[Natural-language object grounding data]
---------------
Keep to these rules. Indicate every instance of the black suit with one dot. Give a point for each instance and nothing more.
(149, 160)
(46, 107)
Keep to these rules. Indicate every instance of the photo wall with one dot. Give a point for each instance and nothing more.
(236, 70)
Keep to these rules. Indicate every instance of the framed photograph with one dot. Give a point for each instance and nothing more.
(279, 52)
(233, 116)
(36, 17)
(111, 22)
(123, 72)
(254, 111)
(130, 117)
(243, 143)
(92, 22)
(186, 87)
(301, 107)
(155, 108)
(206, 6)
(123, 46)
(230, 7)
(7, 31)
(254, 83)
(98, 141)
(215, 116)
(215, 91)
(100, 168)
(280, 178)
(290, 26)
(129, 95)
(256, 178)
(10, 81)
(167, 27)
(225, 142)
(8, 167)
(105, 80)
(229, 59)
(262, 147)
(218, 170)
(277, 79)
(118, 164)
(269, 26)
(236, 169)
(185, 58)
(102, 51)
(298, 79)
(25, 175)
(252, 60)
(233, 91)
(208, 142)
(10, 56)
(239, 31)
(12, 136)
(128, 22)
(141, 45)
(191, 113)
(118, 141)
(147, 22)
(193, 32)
---------------
Transcribe only the trailing portion of the entries above: the line that contains "Keep to these rules. Indicate every instance of the photo" and each line after it.

→ ANSWER BELOW
Keep to these rules. Indicate every instance of the photo wall with one dot. Give a point for each instance and nothing more.
(236, 70)
Keep to these rules. Indicate every instance of the framed photograph with one dot. Give a point for each instance and nothing more.
(279, 52)
(233, 116)
(36, 17)
(111, 22)
(123, 72)
(254, 111)
(130, 117)
(243, 143)
(92, 22)
(186, 87)
(301, 107)
(155, 108)
(206, 6)
(123, 46)
(230, 7)
(7, 31)
(254, 83)
(98, 141)
(215, 116)
(215, 91)
(100, 168)
(280, 178)
(290, 26)
(129, 95)
(256, 178)
(10, 81)
(167, 27)
(225, 142)
(8, 167)
(105, 80)
(229, 59)
(262, 147)
(218, 170)
(277, 79)
(118, 164)
(269, 26)
(236, 169)
(185, 58)
(102, 51)
(298, 79)
(25, 175)
(252, 60)
(233, 91)
(208, 142)
(10, 56)
(239, 31)
(12, 136)
(128, 22)
(141, 45)
(191, 113)
(118, 141)
(147, 22)
(193, 32)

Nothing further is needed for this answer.